_AIM OF THE EXERCISE:_
Return each item below verbatim, preserving every line, character, and line break in its original order.

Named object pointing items
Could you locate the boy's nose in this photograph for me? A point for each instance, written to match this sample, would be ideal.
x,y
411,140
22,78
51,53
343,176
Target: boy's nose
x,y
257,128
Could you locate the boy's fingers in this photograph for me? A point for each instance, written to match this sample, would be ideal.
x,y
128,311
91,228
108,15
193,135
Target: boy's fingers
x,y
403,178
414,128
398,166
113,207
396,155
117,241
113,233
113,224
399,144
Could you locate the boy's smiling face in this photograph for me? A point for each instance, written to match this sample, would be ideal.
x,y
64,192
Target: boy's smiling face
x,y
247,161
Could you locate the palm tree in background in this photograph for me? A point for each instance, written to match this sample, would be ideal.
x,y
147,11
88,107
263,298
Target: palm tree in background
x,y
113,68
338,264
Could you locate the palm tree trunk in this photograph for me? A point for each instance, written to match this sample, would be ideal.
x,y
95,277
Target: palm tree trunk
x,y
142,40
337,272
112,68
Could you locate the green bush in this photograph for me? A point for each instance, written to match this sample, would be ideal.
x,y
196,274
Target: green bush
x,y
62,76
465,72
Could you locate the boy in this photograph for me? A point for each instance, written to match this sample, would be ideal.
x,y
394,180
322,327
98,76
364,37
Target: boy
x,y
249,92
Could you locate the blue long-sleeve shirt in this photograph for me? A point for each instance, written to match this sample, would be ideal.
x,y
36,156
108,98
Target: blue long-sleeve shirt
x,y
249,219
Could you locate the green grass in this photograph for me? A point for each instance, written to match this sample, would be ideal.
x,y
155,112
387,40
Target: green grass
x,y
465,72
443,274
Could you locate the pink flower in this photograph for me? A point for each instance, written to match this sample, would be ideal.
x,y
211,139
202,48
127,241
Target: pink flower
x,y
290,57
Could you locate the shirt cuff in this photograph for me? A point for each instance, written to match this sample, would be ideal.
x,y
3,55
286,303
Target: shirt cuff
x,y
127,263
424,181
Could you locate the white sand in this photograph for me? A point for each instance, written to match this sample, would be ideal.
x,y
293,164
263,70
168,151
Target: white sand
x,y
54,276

_OUTPUT FOR THIS EXERCISE:_
Could you locate the boy's nose in this photograph for me? A point for each instance, written to match this sample, would be ideal.
x,y
411,140
22,78
51,53
343,176
Target: boy's nose
x,y
257,128
Could you locate the boy's fingers in this photograph for me? A point for each instance, written to match this sample, would be ideal.
x,y
128,311
91,228
108,15
193,135
Target: boy's fingers
x,y
403,178
414,128
398,166
113,207
396,155
117,241
113,233
113,224
399,144
Could you locate the boy's smiling face in this photograph for me? A point for each instance, written to match this sample, would be ideal.
x,y
64,192
Target: boy's smiling face
x,y
247,161
Could you locate the palm tree in background in this photograph for me? A point for each instance, written to match this sample, would be ideal.
x,y
147,11
88,107
263,298
Target: palm tree in background
x,y
113,68
338,264
Could you locate the palm tree trunk in this photograph for me? A point for each instance, written to match this sample, would be ideal.
x,y
95,277
Target: palm tree trunk
x,y
142,40
337,272
112,68
Could you locate the green bush in this photograph for me? A point for each instance, written to match this sample, would be ideal.
x,y
196,274
Target: green bush
x,y
62,76
465,72
Could you locate the boy in this photograph for me? A point for each instance, written to match this sample, would be ideal.
x,y
394,180
322,327
98,76
364,37
Target: boy
x,y
249,92
Could you locate the blue long-sleeve shirt in this photograph for me? A point for each instance, written to match this sample, would be ideal.
x,y
36,156
108,98
Target: blue long-sleeve shirt
x,y
249,219
Could you locate the green grass in this photograph for me? A point for each instance, written to match this sample, would be ideal.
x,y
155,112
387,40
Target: green grass
x,y
465,72
443,274
Could you locate the pink flower in this photograph for me? A point for each instance, written to match this sample, would be ideal.
x,y
211,139
202,48
127,241
Target: pink flower
x,y
290,57
Could you locate the shirt cuff in this photograph for me? A point for each instance, written to match this sample, would be ideal.
x,y
3,55
286,303
Target: shirt cuff
x,y
127,263
424,181
Could you locate the white sand in this photograph for me? A point for each instance, written to match this sample, would be ideal.
x,y
293,164
263,70
168,151
Target: white sand
x,y
54,276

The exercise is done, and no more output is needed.